WRITTEN REQUEST
Print the passage of the Theliv page below from "Don't spend time, debugging" to "That is theliv.", word for word.

PAGE EXCERPT
--
/theliv

Primary LanguageGoApache License 2.0Apache-2.0

Theliv

Don't spend time, debugging the obvious!



Theliv (pronounced as thae-lee-v) is a system that aims to help development teams, SRE, DevOps team members by debugging many of the well known infrastructure issues (k8s to begin with) on their behalf and generate a detailed report which details the specifics of the issue, possible root causes and clear next steps for the user facing the problem. In short, instead of you having to open up terminal, run several commands to arrive at an issue, a system does it for you and shows it in a neat UI. That is theliv.

If you Google "Kubernetes troubleshooting guide" today, you will see thousands of articles, blog posts detailing how to debug common issues in kubernetes. Think of theliv as a framework "codifying" all those troubleshooting guides, where it intelligently debugs the system to find if any issue exists in the system. Now imagine if this can be done not just for kubernetes but for many other platforms out there like kafka, elastic search, RDS etc

Any technical forum has questions that can roughly be placed into two buckets.

  1. knowledge based questions i.e starting with how to.., what is.. etc.
  2. Issue based i.e why am I seeing this error/exception etc.
--
DATA LINES
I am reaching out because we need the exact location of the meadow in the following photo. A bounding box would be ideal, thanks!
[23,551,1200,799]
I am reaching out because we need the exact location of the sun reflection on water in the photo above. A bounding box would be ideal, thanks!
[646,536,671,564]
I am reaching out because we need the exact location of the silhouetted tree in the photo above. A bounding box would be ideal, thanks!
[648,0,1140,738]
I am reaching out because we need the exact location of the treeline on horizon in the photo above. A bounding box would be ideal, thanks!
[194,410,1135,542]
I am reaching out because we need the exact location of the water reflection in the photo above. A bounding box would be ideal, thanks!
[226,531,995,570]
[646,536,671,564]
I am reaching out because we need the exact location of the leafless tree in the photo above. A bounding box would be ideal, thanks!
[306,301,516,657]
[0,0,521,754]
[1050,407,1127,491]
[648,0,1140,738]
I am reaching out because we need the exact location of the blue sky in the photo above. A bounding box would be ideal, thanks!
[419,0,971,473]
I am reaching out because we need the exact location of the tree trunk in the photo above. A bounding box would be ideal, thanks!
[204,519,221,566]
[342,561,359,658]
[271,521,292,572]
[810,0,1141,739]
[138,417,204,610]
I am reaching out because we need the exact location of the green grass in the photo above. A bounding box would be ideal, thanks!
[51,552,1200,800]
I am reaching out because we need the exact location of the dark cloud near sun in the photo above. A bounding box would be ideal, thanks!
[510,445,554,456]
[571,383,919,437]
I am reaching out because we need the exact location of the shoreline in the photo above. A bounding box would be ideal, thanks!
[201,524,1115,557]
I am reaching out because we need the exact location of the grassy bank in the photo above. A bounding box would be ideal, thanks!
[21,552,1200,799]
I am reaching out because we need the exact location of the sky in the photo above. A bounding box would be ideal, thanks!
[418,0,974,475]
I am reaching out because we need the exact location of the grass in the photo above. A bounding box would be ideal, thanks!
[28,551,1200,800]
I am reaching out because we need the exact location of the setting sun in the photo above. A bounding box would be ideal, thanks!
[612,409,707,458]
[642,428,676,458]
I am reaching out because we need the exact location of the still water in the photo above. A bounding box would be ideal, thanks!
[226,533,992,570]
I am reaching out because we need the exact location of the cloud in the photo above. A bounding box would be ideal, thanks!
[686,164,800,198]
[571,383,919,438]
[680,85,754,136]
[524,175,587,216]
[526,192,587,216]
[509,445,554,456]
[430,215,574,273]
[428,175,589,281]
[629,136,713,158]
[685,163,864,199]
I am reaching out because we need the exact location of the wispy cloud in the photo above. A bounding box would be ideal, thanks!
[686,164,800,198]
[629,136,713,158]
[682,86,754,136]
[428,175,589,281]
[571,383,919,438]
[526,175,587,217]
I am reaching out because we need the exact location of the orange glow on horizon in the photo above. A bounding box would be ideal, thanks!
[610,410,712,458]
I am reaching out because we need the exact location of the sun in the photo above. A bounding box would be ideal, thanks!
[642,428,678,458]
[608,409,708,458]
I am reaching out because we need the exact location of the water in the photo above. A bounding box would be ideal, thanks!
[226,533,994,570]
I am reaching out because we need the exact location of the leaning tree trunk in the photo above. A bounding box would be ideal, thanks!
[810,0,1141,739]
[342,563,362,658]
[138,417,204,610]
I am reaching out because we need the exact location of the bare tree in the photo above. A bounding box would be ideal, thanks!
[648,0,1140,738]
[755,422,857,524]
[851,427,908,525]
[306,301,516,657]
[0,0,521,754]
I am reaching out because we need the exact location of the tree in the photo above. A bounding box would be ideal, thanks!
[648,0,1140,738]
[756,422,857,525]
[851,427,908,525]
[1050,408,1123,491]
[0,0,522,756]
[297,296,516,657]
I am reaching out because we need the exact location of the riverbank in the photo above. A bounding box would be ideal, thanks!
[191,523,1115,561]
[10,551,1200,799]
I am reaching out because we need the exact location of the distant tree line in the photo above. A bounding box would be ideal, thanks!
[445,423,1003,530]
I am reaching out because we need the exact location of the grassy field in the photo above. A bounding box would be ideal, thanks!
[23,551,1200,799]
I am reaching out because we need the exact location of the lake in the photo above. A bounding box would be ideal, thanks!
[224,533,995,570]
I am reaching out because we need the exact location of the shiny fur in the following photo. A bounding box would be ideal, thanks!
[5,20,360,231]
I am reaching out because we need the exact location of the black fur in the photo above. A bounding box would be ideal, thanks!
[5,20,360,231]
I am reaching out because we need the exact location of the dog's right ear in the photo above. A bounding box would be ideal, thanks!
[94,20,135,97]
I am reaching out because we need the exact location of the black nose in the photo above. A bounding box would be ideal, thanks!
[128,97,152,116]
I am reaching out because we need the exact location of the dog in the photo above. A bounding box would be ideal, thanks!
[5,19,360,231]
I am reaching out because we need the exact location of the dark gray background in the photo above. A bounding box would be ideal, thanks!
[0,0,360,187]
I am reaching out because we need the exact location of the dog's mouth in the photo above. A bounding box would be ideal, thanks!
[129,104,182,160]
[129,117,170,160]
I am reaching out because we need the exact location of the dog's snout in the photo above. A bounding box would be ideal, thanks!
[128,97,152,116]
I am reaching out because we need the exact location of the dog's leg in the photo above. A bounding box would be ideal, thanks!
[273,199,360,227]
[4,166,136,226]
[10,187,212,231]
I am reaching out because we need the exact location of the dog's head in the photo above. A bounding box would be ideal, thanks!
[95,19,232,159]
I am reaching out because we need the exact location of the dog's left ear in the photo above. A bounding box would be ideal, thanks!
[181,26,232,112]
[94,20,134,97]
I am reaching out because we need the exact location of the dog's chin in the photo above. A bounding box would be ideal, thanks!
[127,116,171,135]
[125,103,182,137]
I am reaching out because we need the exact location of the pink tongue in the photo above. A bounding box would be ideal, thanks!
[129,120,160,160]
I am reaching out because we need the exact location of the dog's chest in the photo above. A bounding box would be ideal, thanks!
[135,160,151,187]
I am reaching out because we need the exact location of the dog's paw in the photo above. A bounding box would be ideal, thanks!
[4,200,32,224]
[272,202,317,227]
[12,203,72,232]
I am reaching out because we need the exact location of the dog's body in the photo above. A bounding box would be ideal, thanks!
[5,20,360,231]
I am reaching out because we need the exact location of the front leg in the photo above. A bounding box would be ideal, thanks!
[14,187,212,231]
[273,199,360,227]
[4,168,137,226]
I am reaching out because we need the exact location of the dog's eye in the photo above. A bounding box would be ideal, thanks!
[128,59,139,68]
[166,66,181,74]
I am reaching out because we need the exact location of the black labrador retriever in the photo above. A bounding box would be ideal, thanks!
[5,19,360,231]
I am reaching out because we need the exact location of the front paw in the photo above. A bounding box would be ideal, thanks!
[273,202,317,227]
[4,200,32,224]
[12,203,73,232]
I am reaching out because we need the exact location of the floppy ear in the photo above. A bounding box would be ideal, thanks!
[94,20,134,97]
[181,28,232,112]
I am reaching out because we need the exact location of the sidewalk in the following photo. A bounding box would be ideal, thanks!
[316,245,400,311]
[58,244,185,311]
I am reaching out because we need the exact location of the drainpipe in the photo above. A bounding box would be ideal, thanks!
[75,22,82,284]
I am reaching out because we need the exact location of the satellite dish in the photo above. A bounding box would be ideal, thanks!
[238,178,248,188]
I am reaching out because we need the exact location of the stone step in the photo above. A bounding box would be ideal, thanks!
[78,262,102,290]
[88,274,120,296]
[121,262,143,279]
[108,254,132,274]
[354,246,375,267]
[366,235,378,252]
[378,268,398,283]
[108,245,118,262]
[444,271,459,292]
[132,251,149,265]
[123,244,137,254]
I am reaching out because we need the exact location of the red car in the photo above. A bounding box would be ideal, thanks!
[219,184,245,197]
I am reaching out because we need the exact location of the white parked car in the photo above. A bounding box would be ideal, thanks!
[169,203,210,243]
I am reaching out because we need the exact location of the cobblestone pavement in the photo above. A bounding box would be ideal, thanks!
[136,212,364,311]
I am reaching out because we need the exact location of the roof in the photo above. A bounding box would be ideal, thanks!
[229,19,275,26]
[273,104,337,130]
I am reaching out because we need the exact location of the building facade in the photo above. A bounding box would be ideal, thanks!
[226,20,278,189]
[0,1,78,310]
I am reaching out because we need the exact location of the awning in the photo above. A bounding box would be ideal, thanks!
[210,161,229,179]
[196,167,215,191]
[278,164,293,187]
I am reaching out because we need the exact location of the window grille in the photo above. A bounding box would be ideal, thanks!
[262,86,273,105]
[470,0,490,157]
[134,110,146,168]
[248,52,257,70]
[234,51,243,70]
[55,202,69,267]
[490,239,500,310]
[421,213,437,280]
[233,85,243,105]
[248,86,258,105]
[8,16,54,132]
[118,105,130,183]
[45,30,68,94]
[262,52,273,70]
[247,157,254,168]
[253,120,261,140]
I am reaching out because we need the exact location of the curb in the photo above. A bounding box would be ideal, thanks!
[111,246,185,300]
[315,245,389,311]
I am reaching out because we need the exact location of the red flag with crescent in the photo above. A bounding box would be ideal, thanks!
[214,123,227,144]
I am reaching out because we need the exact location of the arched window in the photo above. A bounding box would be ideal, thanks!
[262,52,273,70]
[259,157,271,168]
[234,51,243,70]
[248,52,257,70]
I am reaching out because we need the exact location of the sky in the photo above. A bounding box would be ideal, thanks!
--
PROBLEM SOLUTION
Don't spend time, debugging the obvious!



Theliv (pronounced as thae-lee-v) is a system that aims to help development teams, SRE, DevOps team members by debugging many of the well known infrastructure issues (k8s to begin with) on their behalf and generate a detailed report which details the specifics of the issue, possible root causes and clear next steps for the user facing the problem. In short, instead of you having to open up terminal, run several commands to arrive at an issue, a system does it for you and shows it in a neat UI. That is theliv.